Challenge: Only the lines from the one containing "mountains above, formatted" through the end of the material are to be echoed, each exactly as it appears.
————
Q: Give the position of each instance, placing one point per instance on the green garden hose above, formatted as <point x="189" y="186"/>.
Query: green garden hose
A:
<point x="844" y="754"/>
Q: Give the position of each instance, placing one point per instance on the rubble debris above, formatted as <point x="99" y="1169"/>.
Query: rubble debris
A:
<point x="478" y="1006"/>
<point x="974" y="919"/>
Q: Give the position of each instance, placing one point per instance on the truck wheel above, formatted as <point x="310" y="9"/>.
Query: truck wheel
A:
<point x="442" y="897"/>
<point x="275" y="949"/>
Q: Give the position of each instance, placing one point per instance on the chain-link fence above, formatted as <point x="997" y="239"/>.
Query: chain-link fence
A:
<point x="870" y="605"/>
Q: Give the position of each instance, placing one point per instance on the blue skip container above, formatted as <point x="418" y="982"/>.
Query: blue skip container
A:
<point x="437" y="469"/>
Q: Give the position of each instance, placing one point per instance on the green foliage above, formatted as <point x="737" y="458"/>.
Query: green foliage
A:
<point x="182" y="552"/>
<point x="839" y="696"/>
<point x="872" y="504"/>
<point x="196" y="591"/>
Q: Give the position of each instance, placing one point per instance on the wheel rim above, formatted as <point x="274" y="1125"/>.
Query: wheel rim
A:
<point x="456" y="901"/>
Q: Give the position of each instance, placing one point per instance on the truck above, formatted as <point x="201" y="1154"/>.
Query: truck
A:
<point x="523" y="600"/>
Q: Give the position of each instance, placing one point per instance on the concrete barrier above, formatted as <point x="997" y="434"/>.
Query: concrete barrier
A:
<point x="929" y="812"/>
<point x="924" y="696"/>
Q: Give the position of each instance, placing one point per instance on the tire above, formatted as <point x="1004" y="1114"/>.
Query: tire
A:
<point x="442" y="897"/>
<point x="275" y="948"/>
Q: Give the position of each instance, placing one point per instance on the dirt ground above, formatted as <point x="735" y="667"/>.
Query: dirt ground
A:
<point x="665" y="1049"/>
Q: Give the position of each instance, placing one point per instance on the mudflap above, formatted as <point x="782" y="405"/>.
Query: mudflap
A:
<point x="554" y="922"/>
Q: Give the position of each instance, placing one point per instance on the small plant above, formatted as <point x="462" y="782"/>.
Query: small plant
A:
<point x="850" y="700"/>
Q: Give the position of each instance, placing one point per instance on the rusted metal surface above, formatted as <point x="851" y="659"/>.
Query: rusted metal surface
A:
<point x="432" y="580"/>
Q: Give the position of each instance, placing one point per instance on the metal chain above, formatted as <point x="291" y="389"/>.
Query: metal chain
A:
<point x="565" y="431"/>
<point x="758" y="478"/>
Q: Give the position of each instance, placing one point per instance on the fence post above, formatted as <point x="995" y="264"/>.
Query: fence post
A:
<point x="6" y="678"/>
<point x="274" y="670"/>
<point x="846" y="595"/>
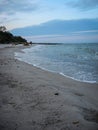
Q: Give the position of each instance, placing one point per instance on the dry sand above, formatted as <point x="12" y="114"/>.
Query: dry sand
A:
<point x="33" y="99"/>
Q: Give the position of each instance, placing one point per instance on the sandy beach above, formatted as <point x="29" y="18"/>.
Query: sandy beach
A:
<point x="34" y="99"/>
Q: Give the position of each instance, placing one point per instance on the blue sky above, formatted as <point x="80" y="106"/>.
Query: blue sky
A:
<point x="24" y="14"/>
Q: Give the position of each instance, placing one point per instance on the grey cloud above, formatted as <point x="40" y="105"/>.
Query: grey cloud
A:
<point x="83" y="4"/>
<point x="12" y="6"/>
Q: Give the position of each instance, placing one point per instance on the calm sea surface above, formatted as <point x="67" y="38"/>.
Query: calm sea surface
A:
<point x="77" y="61"/>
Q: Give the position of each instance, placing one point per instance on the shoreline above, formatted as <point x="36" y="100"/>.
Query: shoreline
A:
<point x="60" y="73"/>
<point x="35" y="99"/>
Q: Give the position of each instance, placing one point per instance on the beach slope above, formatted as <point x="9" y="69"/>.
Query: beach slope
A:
<point x="34" y="99"/>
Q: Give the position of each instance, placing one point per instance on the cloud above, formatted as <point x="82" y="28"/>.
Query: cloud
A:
<point x="13" y="6"/>
<point x="59" y="27"/>
<point x="83" y="4"/>
<point x="63" y="38"/>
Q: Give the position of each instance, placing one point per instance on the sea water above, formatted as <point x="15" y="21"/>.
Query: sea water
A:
<point x="77" y="61"/>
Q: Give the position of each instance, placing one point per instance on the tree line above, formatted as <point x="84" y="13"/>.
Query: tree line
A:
<point x="7" y="37"/>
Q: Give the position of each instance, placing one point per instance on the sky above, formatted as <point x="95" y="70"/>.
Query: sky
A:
<point x="76" y="19"/>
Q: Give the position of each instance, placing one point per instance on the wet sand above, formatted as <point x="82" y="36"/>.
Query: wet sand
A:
<point x="34" y="99"/>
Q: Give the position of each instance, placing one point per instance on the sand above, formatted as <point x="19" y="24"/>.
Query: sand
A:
<point x="34" y="99"/>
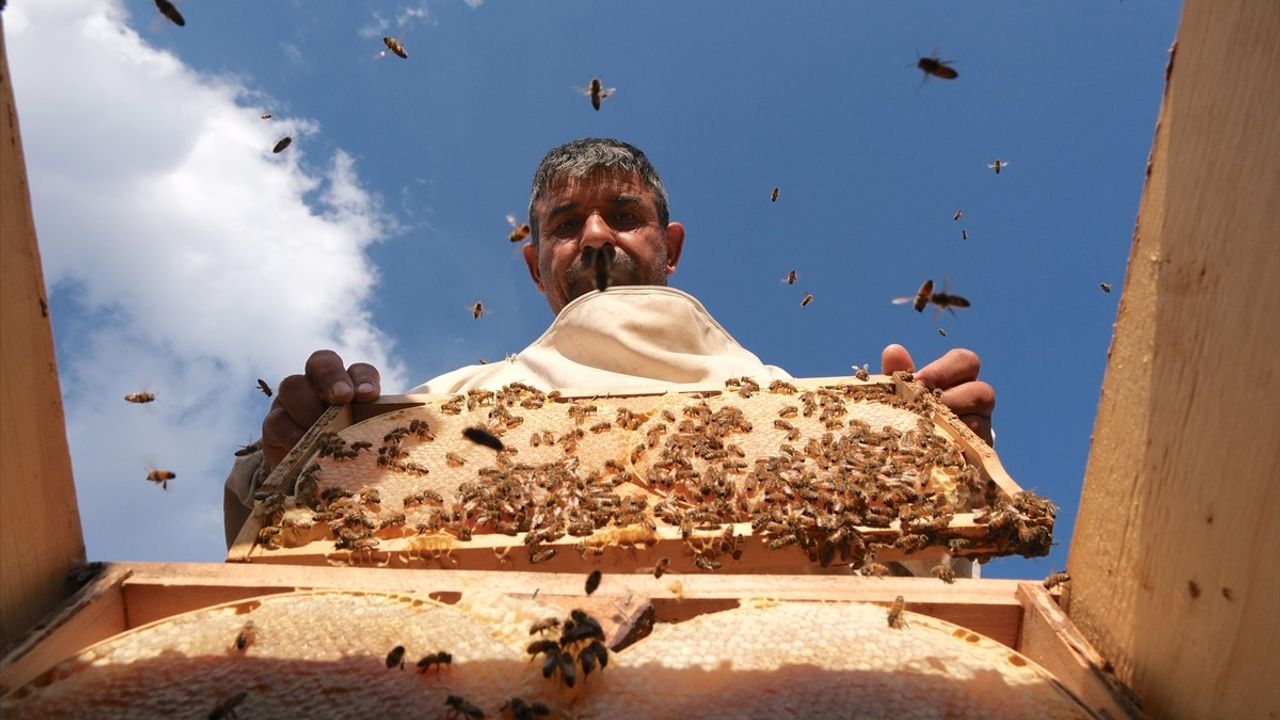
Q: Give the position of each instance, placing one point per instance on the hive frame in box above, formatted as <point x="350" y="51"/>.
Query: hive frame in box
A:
<point x="488" y="551"/>
<point x="1022" y="615"/>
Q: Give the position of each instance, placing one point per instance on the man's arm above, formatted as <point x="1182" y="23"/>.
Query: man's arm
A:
<point x="956" y="376"/>
<point x="298" y="404"/>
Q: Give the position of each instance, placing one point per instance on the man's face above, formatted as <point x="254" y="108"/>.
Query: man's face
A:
<point x="608" y="208"/>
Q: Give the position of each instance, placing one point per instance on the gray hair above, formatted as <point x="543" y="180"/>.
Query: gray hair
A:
<point x="581" y="158"/>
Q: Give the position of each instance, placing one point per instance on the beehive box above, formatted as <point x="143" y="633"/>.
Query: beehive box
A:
<point x="812" y="475"/>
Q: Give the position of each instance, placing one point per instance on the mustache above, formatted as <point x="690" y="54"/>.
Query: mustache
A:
<point x="599" y="267"/>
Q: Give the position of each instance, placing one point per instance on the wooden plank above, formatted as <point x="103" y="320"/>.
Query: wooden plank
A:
<point x="1050" y="639"/>
<point x="35" y="461"/>
<point x="1174" y="556"/>
<point x="95" y="613"/>
<point x="155" y="591"/>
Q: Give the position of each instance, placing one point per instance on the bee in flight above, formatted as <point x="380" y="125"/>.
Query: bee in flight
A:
<point x="394" y="46"/>
<point x="170" y="12"/>
<point x="937" y="68"/>
<point x="519" y="231"/>
<point x="920" y="299"/>
<point x="597" y="91"/>
<point x="161" y="477"/>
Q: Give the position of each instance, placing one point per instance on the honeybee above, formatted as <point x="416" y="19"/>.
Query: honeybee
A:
<point x="224" y="710"/>
<point x="438" y="659"/>
<point x="937" y="68"/>
<point x="895" y="614"/>
<point x="484" y="437"/>
<point x="520" y="231"/>
<point x="168" y="10"/>
<point x="246" y="637"/>
<point x="1056" y="579"/>
<point x="394" y="46"/>
<point x="944" y="573"/>
<point x="920" y="299"/>
<point x="597" y="91"/>
<point x="161" y="477"/>
<point x="460" y="707"/>
<point x="600" y="261"/>
<point x="544" y="625"/>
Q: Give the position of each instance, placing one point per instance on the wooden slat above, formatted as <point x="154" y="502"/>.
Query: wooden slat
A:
<point x="94" y="614"/>
<point x="39" y="497"/>
<point x="155" y="591"/>
<point x="1174" y="555"/>
<point x="1051" y="639"/>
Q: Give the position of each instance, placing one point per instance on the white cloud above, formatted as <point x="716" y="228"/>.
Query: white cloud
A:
<point x="191" y="259"/>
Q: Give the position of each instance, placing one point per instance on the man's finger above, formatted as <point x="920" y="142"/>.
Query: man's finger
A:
<point x="970" y="399"/>
<point x="368" y="381"/>
<point x="956" y="367"/>
<point x="279" y="434"/>
<point x="329" y="377"/>
<point x="896" y="358"/>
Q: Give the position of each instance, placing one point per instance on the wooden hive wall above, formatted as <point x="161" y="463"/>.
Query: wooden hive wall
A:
<point x="1174" y="565"/>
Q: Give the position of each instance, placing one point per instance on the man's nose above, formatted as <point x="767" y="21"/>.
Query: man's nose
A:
<point x="595" y="232"/>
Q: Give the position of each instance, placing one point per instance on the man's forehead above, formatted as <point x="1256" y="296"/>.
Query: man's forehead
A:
<point x="608" y="182"/>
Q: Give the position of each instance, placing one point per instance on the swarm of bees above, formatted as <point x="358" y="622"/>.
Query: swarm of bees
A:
<point x="394" y="46"/>
<point x="926" y="295"/>
<point x="597" y="91"/>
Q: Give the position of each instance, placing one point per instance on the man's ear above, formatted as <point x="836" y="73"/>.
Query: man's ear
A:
<point x="675" y="238"/>
<point x="531" y="260"/>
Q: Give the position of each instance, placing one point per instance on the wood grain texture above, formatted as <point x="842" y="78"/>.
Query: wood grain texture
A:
<point x="1174" y="554"/>
<point x="39" y="497"/>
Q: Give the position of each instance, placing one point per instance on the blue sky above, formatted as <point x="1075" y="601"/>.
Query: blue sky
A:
<point x="183" y="256"/>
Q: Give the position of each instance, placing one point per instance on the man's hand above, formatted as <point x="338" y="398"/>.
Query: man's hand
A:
<point x="302" y="399"/>
<point x="956" y="376"/>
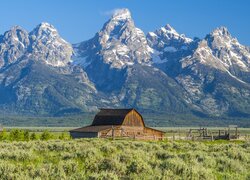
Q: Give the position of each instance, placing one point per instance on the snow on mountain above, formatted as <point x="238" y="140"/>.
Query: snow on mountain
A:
<point x="231" y="53"/>
<point x="167" y="42"/>
<point x="47" y="45"/>
<point x="13" y="45"/>
<point x="42" y="44"/>
<point x="119" y="43"/>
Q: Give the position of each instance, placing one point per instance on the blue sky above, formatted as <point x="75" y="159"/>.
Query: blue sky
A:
<point x="78" y="20"/>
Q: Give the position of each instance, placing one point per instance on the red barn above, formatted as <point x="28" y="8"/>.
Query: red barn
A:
<point x="118" y="123"/>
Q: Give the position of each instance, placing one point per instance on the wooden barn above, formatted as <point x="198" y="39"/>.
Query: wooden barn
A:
<point x="118" y="123"/>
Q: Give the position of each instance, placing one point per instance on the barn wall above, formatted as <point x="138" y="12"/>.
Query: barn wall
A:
<point x="133" y="119"/>
<point x="76" y="135"/>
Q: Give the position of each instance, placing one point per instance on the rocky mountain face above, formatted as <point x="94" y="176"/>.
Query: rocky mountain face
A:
<point x="163" y="71"/>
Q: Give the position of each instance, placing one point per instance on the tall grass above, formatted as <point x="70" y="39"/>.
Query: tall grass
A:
<point x="123" y="159"/>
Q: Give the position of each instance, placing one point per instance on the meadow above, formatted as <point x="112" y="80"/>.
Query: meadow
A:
<point x="56" y="156"/>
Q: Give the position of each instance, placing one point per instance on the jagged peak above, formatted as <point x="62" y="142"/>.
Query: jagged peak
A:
<point x="121" y="14"/>
<point x="221" y="31"/>
<point x="44" y="27"/>
<point x="170" y="28"/>
<point x="16" y="27"/>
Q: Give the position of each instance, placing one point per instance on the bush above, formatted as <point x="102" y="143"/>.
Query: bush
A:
<point x="120" y="159"/>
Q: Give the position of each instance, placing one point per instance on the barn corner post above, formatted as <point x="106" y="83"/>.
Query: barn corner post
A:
<point x="113" y="133"/>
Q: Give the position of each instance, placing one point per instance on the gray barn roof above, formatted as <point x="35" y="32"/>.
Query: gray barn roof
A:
<point x="110" y="117"/>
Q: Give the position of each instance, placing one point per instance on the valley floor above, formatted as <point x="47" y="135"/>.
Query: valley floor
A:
<point x="124" y="159"/>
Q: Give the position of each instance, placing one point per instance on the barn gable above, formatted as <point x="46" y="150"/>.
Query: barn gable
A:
<point x="126" y="117"/>
<point x="117" y="123"/>
<point x="133" y="118"/>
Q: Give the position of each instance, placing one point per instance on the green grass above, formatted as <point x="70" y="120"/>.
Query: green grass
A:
<point x="124" y="159"/>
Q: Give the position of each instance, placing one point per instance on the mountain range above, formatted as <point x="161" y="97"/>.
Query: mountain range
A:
<point x="160" y="72"/>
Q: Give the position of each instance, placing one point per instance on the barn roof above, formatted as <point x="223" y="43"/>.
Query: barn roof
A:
<point x="110" y="117"/>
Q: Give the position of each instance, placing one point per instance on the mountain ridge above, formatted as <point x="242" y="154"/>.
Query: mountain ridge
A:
<point x="162" y="71"/>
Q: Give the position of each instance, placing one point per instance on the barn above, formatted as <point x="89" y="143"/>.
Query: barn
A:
<point x="118" y="123"/>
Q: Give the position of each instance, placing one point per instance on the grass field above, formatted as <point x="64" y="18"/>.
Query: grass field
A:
<point x="124" y="159"/>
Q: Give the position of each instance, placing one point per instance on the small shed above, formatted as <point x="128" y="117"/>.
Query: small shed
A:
<point x="118" y="123"/>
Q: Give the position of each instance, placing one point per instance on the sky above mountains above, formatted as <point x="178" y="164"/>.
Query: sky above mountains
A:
<point x="79" y="20"/>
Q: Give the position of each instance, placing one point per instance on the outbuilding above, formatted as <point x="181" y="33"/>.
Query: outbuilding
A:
<point x="111" y="123"/>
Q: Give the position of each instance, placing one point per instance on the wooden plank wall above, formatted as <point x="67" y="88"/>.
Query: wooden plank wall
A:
<point x="133" y="119"/>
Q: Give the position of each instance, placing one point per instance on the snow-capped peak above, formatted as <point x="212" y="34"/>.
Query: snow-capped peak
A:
<point x="221" y="31"/>
<point x="169" y="29"/>
<point x="44" y="29"/>
<point x="121" y="14"/>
————
Output of the task:
Q: Give the position of each instance, placing one point per instance on the sky above mountains above, formatted as <point x="178" y="164"/>.
Query: sky above mountains
A:
<point x="79" y="20"/>
Q: Give the position of each instance, placing one point per instance on the outbuilding above, formatted as <point x="181" y="33"/>.
Query: outbuilding
A:
<point x="111" y="123"/>
Q: Give the position of each instance, placing one point per instance on the wooden plank wall above, formatted as <point x="67" y="88"/>.
Query: wooden plank wall
A:
<point x="133" y="119"/>
Q: Give the position of each instance, placing one point per instance on the snow-capped peak above, formatted as <point x="212" y="34"/>.
Query: snow-capped peak
A:
<point x="221" y="31"/>
<point x="169" y="29"/>
<point x="44" y="29"/>
<point x="121" y="14"/>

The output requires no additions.